**What to produce**
Please output the records from their first line up to and including the line containing "[146,211,242,343]" as a JSON list of strings, one string per line, with blank lines omitted.
___ Supplied data
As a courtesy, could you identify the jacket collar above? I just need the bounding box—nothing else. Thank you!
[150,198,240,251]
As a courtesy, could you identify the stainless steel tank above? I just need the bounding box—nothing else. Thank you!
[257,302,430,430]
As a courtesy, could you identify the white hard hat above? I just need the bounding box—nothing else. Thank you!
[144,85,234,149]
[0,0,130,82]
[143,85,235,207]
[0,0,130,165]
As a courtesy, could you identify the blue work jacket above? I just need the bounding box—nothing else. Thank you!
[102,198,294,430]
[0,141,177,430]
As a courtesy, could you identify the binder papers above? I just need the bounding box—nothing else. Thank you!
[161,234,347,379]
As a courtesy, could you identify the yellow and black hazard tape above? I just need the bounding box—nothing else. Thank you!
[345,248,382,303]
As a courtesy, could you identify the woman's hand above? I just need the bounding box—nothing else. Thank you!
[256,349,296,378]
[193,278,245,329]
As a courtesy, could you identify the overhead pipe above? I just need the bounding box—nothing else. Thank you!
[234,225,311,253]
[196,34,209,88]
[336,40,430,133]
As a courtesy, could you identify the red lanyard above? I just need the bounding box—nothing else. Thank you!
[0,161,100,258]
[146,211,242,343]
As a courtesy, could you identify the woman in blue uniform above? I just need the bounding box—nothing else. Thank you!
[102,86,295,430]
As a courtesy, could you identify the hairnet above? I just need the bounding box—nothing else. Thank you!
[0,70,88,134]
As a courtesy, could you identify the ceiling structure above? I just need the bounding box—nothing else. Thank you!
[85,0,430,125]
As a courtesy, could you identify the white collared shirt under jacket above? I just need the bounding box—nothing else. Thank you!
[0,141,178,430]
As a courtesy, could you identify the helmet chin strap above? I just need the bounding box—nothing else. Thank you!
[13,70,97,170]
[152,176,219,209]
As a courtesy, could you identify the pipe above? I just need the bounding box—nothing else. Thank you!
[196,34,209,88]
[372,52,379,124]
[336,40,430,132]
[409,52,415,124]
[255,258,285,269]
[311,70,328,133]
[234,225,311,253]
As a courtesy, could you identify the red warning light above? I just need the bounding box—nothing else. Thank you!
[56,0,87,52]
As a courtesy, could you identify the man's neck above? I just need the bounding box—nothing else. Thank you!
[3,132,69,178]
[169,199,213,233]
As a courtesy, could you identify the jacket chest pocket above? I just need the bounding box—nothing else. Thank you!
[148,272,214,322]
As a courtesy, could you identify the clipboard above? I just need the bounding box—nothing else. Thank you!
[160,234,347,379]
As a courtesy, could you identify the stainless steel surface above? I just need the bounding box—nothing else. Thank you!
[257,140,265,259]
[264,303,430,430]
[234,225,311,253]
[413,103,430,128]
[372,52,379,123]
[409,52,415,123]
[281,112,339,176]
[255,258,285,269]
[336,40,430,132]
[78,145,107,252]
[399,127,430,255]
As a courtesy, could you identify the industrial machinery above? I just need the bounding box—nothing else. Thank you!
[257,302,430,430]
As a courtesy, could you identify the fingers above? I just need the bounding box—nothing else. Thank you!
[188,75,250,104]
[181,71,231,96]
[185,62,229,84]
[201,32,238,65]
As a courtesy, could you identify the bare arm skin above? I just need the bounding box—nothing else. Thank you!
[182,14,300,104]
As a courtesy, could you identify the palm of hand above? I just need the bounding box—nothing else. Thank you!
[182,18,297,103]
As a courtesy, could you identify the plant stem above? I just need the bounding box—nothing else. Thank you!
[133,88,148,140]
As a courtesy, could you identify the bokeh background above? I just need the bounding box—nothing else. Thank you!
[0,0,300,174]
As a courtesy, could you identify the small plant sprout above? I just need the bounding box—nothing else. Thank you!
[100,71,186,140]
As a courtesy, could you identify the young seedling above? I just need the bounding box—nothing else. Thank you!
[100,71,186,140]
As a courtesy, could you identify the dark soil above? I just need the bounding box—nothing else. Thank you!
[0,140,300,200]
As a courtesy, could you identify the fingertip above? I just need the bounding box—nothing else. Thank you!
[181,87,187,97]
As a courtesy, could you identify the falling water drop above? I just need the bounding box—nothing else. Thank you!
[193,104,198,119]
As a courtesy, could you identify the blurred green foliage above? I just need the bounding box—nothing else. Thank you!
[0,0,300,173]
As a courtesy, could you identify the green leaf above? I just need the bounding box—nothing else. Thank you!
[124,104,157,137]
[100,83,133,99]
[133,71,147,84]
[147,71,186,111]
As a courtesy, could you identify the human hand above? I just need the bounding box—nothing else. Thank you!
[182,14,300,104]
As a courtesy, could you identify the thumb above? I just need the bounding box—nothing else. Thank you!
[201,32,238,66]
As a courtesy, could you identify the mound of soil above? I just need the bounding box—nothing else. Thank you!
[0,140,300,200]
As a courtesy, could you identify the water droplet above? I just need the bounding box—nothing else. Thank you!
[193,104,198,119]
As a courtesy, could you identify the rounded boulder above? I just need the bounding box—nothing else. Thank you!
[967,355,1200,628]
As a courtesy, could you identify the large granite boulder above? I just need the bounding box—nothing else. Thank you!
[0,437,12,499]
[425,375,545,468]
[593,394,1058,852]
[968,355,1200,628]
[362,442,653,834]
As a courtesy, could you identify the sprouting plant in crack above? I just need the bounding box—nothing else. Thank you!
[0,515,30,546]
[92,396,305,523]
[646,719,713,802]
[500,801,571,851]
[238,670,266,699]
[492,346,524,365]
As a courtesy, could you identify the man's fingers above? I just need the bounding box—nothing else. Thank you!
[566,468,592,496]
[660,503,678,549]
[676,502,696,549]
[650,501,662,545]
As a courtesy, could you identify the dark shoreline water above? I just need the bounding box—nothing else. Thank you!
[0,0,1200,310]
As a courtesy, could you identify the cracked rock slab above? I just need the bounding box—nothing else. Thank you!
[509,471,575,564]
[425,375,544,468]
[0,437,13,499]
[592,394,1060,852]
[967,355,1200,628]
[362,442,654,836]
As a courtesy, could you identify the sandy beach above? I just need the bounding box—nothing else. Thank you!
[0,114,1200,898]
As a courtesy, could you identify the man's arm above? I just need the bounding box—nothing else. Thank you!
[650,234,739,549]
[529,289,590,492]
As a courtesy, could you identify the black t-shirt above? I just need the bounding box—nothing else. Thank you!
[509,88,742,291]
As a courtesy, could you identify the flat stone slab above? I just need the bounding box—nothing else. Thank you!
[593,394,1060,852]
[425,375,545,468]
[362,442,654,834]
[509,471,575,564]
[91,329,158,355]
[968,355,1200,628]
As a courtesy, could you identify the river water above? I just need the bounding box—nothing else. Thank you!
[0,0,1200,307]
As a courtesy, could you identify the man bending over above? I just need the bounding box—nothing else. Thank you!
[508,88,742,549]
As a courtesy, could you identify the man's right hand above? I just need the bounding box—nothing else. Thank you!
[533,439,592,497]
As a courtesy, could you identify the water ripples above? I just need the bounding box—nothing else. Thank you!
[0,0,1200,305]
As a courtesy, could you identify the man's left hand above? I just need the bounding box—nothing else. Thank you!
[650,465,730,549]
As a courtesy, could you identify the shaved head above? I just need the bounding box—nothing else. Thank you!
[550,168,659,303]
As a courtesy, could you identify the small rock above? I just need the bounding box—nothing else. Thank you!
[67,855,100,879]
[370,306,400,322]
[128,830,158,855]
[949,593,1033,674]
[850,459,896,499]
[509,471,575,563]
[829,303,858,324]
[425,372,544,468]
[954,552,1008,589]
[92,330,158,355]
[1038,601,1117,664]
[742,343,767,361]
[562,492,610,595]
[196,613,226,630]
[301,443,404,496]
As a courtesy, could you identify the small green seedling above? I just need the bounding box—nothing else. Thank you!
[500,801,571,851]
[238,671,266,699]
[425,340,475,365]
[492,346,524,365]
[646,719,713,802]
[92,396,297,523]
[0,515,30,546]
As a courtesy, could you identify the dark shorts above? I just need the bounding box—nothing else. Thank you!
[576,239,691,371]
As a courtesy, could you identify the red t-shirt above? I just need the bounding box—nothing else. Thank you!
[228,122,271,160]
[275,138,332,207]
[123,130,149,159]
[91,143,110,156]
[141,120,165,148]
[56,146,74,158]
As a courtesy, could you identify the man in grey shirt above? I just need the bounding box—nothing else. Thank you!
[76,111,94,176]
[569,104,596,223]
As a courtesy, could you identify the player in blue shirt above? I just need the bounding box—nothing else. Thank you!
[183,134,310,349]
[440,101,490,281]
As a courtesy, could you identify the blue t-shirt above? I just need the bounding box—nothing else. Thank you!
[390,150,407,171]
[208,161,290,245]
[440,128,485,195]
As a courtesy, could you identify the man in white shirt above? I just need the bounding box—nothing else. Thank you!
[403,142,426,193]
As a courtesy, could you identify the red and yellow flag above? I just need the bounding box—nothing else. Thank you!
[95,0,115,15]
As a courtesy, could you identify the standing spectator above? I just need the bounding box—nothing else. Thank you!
______
**Full solution**
[
  "As a courtesy, could you identify the jacket collar above? I just need the bounding box—nothing else. Thank you!",
  "[150,198,240,251]",
  "As a courtesy, could you identify the stainless steel tank above? I just need the bounding box—nothing else. Thank you!",
  "[257,302,430,430]",
  "As a courtesy, could you identify the white hard hat above? I just need the bounding box—nothing else. Thank you!",
  "[144,85,234,149]",
  "[0,0,130,82]",
  "[143,85,235,207]",
  "[0,0,130,165]",
  "As a courtesy, could you identify the blue work jacket above? I just need the bounding box—nothing else. Thank you!",
  "[102,198,294,430]",
  "[0,141,177,430]",
  "As a courtesy, could you identify the binder papers above? I just need the bounding box—nothing else. Thank you!",
  "[161,234,347,379]",
  "As a courtesy, could you identify the yellow and black hazard tape above? I just need the bounding box—nothing else. Thank you!",
  "[345,248,382,303]",
  "As a courtesy, could you identify the woman's hand above? I just need the bounding box—nothing else. Thank you!",
  "[256,349,296,378]",
  "[193,278,245,329]",
  "As a courtesy, could you identify the overhead pipe above? I just need the bounding box—nothing else. Thank you!",
  "[234,225,311,253]",
  "[196,34,209,88]",
  "[336,40,430,133]",
  "As a courtesy, could you identify the red lanyard above? I just need the bounding box—nothing else. Thank you!",
  "[0,161,100,258]",
  "[146,211,242,343]"
]